[Given instruction 1]: In the review of Smile below, into how many sections is the loss of innocence suite divided?

[Excerpted text]:
══════════
At last, the angels are coherent. I can’t begin to tell how antsy I’ve been with excitement, running around like longtime believer about to receive communion after 37 years. At last we can accurately intimate Brian’s vision of America, humour and the loss of innocence. The whole picture is here.

Musically, thematic/continuity, arrangement-wise, Smile shits all over Sgt Pepper’s. There’s so much more detail here — vocal/structural colour, amazing instrumentation and variety from banjos to harmonicas, horns. The tension of ascending & descending melodic lines. The continuity of musical theme: Heroes & Villains, Child is Father, Wind Chimes. The backing vox don’t sound as full as the Beach Boys’ — the unique character of the voices is somewhat absent — methinks the mix is to blame for this. The songs are all so damned familiar now, I want to hear the original identities as on the Box set versions. Sadly. I prefer the warm mellow browns and greens of the analogue masters, not the crisp digital mix which certainly lacks fullness. Brian’s voice is notably less expressive and sad-intimating than before, more clipped in range, and Carl is sorely missed in the lead role.

But the loss of innocence suite (it’s divided into three sections) with Surf’s Up and the Child songs, is superb, moving, sculpted, complex. Beautiful strings. Amazing vocals. It starts with Child is Father of the Son, the search, the choppy child-child-child, then lullaby guitars and echo chamber riffs, ‘It’s enough to believe…’, and at the coda to Surf’s Up, with innocence broken and collapsed, it becomes Child is the Father of the Man, their song is love etc. I still think it a noble, rich idea/sentiment, especially now we have the complete poetic picture and development. I still have my first impression of the song in my head, of Brian at the piano for that TV special, singing, I thought, in a way that pushed his songwriting drive and melody to the expressive maximum, singing for his life (or his mind, as the case may be). Superlative. Mature.
══════════
[Supplied records]:
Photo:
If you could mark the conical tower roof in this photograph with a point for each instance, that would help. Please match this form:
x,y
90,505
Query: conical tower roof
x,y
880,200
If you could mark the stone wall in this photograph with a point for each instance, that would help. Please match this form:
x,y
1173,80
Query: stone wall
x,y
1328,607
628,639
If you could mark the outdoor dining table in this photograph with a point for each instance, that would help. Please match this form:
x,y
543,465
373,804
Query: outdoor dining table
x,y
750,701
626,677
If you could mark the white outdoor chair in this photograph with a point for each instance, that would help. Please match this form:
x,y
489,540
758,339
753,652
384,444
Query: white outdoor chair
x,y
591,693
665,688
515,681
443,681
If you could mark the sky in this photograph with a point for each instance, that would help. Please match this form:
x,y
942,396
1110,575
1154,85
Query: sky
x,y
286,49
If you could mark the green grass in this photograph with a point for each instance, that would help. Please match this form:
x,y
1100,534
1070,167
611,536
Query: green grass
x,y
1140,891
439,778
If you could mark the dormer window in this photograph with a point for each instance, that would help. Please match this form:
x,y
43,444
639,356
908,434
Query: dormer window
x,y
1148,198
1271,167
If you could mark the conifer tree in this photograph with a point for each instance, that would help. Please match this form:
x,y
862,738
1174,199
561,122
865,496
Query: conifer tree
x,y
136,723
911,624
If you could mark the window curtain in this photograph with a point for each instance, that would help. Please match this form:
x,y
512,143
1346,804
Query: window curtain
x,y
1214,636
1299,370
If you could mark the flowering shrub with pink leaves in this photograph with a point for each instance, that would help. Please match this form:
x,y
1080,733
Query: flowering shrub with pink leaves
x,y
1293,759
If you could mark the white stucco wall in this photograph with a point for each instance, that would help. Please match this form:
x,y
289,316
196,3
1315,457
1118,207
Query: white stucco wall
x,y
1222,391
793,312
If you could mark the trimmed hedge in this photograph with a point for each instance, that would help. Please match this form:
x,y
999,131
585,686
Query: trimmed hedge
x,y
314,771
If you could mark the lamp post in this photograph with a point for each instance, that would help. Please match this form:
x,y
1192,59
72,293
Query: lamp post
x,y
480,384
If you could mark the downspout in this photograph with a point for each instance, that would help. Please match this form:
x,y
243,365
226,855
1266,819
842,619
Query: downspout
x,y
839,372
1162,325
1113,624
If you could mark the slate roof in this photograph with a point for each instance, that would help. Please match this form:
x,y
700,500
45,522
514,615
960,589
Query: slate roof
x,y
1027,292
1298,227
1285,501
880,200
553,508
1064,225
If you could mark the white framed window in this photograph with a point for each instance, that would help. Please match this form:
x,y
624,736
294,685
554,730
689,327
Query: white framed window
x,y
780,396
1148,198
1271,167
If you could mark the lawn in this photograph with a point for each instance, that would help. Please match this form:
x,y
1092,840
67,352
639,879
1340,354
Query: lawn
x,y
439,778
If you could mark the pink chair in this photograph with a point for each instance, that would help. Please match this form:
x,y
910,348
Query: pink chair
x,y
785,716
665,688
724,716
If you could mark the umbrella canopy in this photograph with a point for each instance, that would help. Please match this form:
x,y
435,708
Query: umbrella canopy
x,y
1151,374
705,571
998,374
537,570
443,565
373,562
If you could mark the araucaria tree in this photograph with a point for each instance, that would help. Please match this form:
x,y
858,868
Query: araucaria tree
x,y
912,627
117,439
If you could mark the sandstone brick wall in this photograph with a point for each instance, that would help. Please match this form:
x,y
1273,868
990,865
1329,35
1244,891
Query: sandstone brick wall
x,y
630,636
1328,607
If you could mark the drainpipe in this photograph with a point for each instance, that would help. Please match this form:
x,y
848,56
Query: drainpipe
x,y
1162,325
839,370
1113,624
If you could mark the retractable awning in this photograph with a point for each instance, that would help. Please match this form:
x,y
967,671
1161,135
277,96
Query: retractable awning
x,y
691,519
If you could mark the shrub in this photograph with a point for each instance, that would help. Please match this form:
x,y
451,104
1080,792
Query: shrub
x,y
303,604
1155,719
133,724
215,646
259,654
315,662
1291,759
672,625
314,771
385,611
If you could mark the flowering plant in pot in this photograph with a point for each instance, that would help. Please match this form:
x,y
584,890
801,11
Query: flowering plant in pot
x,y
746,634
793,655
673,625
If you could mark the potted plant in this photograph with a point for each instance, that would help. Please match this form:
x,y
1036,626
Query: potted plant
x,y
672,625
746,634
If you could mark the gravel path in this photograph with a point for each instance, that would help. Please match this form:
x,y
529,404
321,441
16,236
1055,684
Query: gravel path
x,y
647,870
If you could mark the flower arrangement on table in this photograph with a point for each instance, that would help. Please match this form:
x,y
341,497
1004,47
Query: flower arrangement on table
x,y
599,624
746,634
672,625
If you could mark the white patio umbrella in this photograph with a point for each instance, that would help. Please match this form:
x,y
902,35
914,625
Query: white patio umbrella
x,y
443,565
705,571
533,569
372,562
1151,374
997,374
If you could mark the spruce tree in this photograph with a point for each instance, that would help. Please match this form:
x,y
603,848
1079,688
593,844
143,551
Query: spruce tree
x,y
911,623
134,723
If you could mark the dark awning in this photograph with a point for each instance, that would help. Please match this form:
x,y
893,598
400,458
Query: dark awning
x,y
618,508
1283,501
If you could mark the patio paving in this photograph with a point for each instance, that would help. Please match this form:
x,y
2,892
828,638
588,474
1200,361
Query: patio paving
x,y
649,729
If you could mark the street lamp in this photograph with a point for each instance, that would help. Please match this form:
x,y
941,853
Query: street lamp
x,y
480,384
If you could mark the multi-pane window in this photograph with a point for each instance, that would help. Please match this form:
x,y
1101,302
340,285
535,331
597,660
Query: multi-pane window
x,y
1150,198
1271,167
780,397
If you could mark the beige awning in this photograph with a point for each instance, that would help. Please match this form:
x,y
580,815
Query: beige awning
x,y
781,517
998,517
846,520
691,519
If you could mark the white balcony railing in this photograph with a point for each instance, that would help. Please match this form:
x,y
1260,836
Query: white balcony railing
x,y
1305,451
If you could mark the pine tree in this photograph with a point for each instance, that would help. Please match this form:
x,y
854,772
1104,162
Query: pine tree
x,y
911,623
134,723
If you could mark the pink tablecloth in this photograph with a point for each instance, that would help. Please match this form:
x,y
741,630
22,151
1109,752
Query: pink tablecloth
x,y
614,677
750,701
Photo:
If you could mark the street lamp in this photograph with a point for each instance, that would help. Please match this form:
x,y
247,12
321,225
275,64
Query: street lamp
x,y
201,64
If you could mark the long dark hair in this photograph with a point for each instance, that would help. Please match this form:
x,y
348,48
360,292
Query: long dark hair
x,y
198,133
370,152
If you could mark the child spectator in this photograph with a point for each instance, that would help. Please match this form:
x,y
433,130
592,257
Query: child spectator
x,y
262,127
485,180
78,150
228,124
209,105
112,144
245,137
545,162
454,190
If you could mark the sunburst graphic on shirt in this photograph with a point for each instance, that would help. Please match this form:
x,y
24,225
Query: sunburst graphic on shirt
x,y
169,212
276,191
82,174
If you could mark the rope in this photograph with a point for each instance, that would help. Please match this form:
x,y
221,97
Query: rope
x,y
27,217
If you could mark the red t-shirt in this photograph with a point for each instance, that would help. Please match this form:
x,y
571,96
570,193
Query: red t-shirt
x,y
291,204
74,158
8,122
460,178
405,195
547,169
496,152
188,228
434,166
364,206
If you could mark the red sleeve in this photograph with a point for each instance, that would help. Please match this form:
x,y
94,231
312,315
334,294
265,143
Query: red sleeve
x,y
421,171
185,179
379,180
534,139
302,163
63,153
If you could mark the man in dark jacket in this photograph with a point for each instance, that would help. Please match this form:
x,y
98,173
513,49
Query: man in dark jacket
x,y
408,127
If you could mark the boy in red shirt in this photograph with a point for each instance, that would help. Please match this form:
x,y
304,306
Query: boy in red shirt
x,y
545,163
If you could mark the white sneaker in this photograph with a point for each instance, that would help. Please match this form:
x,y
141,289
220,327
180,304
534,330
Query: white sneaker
══════════
[Given instruction 2]: Return every line of the records above that contains the string "arrangement". Case counts.

[Task response 1]: Three sections.

[Task response 2]:
If you could mark the flower arrangement on table in this photograph with a point for each instance, that would help. Please match this form:
Query: flower arrangement on table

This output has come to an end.